Work request: Below are records to be repeated in full. Give them exactly.

##### Data shown #####

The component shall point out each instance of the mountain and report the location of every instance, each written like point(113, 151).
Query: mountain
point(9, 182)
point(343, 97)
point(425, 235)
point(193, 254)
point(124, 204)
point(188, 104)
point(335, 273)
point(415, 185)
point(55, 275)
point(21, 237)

#####

Solution to the problem:
The component shall point out each instance of the mountain and report the location of every instance, each written like point(113, 151).
Query: mountain
point(9, 182)
point(343, 97)
point(425, 235)
point(193, 254)
point(124, 204)
point(188, 104)
point(335, 273)
point(415, 185)
point(55, 275)
point(21, 237)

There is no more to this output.